*** Begin section ***

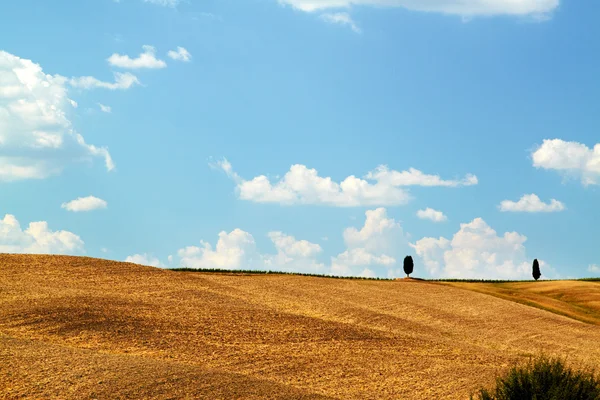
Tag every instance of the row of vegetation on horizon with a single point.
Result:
(408, 267)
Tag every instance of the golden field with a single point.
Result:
(73, 327)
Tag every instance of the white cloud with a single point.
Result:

*** End section ***

• _Problem to solve_
All lines with the word "every" must be located in the data and copied.

• _Solution for this exercise_
Tag every instance of the row of vegetation on horizon with a single point.
Tag every instance of the golden field with a single point.
Tag every instance of the white cloud with a single point.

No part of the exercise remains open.